In October 1941, after the so called amnesty, my father, together with the two Laskowski brothers, after many petitions was able to acquire two train carriages and a locomotive from a Soviet army colonel, who was building an airport nearby. This small train transported our group of about 100 people to the main east track. From there we were sent to Kirow, where we lived in a carriage on a side-track. After some time, our group, with the rest of the money we owned, bought out a railway carriage to Taszkent. The journey lasted a few weeks. My mother exchanged her last head covering for 30 kg of flour. During this time, when our train stopped in the middle of nowhere my father went up to a few homes situated nearby. In one of them an unknown Ukrainian woman, out of mercy, gave up her own dinner.

Once in Taszkent, we were shocked by the chaos and mayhem that existed there. The Polish Army was being formed in the city co the authorities sent our group to Jalal-Abad. We started out due north in the middle of December with a group of Muslim Uzbecks. We spent the first night in the field. There was no snow but it was very cold and the fire that we built using straw burnt out quickly. The next day we reached a small Uzbeck villiage, where the women served us a warm meal. After a short stay, we continued our journey with some Ukrainians, who lived in Karakol. When we arrived the Mytrenko family opened their home for us. The father's name was Gregor, the mother's, who was the same age as mine (born in 1907) was Anna. The children- Anna (Niura), Iwan (Wania) and Alexandra (Shura) were a little older than we were (my sister Jadwiga, brother Tadeusz and myself- Zbigniew).

In the Mytrenko household we lived in a small room with a tiny fireplace in the corner. All too, soon the snow fell. We had no provisions left. We had received 100 rubles from the Polish Outpost in Taszkent but it was almost impossible to buy anything with cash and we had nothing worth exchanging. Karakol- situated about 30 km north of Jala-Abad- was a very poor region and mainly accupied by Ukrainian colonists. My father and brother Tadeusz roamed the area looking for work- mainly mending household items like pots and kettles. Later, in spring my mother was employed in planting tomatoes and other vegetables. We celebrated Christmas of that year by eating dry bread and drinking warm water. Hunger continued to be our companion.

The snow was deep and our only source of fuel grew the hillside in the form of small evergreens and wild apple trees. Two other Polish families lived in Karakol: the Jagielliczowie and Kolebuccy. In the beginning of January my father received summons to enlist for military service together with Kolebuk and Jagiellicz at Bazar Kurgan. On February 12 he was called to the Army. I stood with my mother in the falling snow and saw him ware his hand for the last time as he turned at the road bend in the direction of Bazar Kurgan. We were left with the hope that somehow he would come back. In the next few days and weeks my mother and Tadek climbed the hill sometimes dispearing in the snow, to chop down some wood for heating our room. The weeks turned into months and still there was no information from our father.

The snow began to melt, spring was coming but our situation was getting worse and worse. In a small pool not far from the house some rushes began to grow. My peer Shura tried to teach me to make baskets out of them but with no success- my fingers were not fit for that kind of a job. Towards the end of March we found out that the Polish Army had arrived in the Jala-Abad area. I'm not sure if it was GoodFriday or a week later that my mother left us and went through the mountain passes to seek the division in which my father served. She came back two days later carrying two loaves of bread. We packed what little we had and secretly headed for the road once again. Anna Mytrenko and her daughter Niura came with us to help.

= = =

### YOUR TASKS
A – In the memoir of the family's wartime journey, what did the mother get in exchange for her last head covering?
B – Continue the memoir of the family's wartime journey, picking up right after its final sentence.

= = =

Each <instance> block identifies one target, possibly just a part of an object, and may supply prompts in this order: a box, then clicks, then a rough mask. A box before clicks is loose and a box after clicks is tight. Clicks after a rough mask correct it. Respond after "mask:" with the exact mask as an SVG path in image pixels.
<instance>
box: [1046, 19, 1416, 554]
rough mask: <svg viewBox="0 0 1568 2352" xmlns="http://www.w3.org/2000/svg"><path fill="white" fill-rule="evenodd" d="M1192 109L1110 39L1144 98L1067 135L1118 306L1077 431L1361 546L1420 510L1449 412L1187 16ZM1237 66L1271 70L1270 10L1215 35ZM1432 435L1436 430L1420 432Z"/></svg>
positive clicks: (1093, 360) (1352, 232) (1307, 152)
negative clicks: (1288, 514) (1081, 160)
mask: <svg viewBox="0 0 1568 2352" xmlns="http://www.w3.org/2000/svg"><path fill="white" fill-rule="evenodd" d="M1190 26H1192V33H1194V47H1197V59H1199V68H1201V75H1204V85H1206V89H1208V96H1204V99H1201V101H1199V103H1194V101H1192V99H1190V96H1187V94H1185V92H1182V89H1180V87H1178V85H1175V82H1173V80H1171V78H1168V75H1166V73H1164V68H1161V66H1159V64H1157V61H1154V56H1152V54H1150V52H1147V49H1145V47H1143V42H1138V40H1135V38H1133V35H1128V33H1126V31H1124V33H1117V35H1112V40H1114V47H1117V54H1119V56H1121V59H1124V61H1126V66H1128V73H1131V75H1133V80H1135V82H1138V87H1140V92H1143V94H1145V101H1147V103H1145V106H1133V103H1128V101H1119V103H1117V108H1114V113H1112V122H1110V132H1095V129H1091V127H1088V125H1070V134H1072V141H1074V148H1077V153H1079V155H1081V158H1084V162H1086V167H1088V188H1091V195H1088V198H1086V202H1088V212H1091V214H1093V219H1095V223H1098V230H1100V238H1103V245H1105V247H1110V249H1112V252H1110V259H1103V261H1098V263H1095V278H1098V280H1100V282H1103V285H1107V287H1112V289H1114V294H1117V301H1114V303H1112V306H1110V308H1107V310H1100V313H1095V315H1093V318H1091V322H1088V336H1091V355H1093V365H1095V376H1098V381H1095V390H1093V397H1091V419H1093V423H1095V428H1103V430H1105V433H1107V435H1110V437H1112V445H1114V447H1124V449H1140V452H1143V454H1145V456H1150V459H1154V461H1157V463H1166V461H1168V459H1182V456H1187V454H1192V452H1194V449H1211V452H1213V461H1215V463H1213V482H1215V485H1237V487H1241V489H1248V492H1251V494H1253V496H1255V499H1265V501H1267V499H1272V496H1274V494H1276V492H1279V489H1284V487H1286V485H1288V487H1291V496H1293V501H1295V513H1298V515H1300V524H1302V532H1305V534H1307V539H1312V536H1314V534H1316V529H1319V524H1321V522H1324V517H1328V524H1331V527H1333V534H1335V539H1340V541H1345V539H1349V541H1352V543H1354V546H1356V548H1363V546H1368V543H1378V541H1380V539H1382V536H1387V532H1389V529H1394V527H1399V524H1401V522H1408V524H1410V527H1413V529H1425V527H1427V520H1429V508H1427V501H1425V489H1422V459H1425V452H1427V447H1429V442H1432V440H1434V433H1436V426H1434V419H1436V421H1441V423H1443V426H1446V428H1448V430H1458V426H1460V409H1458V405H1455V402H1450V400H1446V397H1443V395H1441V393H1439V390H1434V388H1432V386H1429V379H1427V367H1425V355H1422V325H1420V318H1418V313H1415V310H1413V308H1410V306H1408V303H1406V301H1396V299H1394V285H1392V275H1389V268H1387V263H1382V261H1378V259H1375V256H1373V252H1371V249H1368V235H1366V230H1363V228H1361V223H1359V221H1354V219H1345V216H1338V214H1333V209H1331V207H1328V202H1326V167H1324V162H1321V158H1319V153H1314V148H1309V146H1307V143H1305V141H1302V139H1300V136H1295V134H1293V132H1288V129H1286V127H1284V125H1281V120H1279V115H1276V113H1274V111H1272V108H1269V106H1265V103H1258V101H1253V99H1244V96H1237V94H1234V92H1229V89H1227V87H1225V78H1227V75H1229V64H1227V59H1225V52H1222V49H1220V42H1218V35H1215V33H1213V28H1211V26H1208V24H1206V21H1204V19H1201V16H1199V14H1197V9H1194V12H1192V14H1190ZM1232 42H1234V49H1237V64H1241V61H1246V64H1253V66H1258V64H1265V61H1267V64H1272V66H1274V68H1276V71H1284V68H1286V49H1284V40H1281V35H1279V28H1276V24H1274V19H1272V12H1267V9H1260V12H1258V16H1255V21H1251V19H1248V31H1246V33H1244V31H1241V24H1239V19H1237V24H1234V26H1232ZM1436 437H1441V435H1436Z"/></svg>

= = =

### ANSWERS TO THE EXERCISE
A – 30 kg of flour.

B –
The day at first was cloudy but around noon the sun came out and we stopped for a meal on a steep slope- next to the mauntain path. We had bread, by some miracle 2 eggs and water. The stony path lead downwards. Walking on the stones was difficult and after a few kilometers I was very tired. My mother, Anna and Niura took turns in carrying me. Then again I walked on my own but it seemed to me that that spring day and path were endless. Next, I remember walking through a stubble cotton field. In the distance we began to see the first lights of Blagovieshchanka. The sun was setting, dusk was advancing but none of us had the strenght to go on. We stayed in that field for some time. And then suddenly about 200 m from where we were standing, we saw a light flash. Mrs Mytrenko decided to walk up and check the source of this light. After some time, she same back. The owner of the home, an Uzbeck woman agreed to give us lodging for the night under the condition that we leave first thing in the morning. Somehow we reached that place and I only remember being covered with a blanket.

When I woke up in the morning, my mother had already gone. Mrs Mytrenko led us outside. It was cloudy and raining. We stood on a small bridge that led to the Uzbeck woman's home. I looked to the right and saw a horse- drawn wagon coming in our direction- and on it my mother sitting next to a soldier. She lifted us up into the wagon and with tears in her eyes said good-bye to Mytrenkowa and Niura, who immediately turned to go back home.

Blagovieshchanka was only 1 km away. After a short journey we got out in front of the first house which was sited in the middle of an orchard. It was the headquarters of the 14 regiment of infantry. We stayed there for a day or two. Sergent Urban, responsible for the civilians moved us to a small shack situated in the middle of the village. At that time there was only one street. We were across the street from the river. Standing with my back turned to the street I looked out onto a cotton fiseld and a deep drainage ditch to the left. Now, we thought, we were not in danger of death due to famine. We were fed by the Army but their rations were minimal. It was a great challenge to feed a few hundred people, among them women and children. Everyone was exhausted with a life dominated by hunger. With the coming of spring the days became longer. My mother and I went into the cotton fields to pluck out old stubble for our fire. Mother cooked our meals on an open fire in the one pot that she owned. The days were warm and dry.

During one of the few days which I remember as grey and wet there was a funeral of an officer. Next to the houses across the street from us huge white rose bushes were planted- their smell scented the air for many meters. Behind these homes there were grounds on which the funeral service was held and the salute of the regiment.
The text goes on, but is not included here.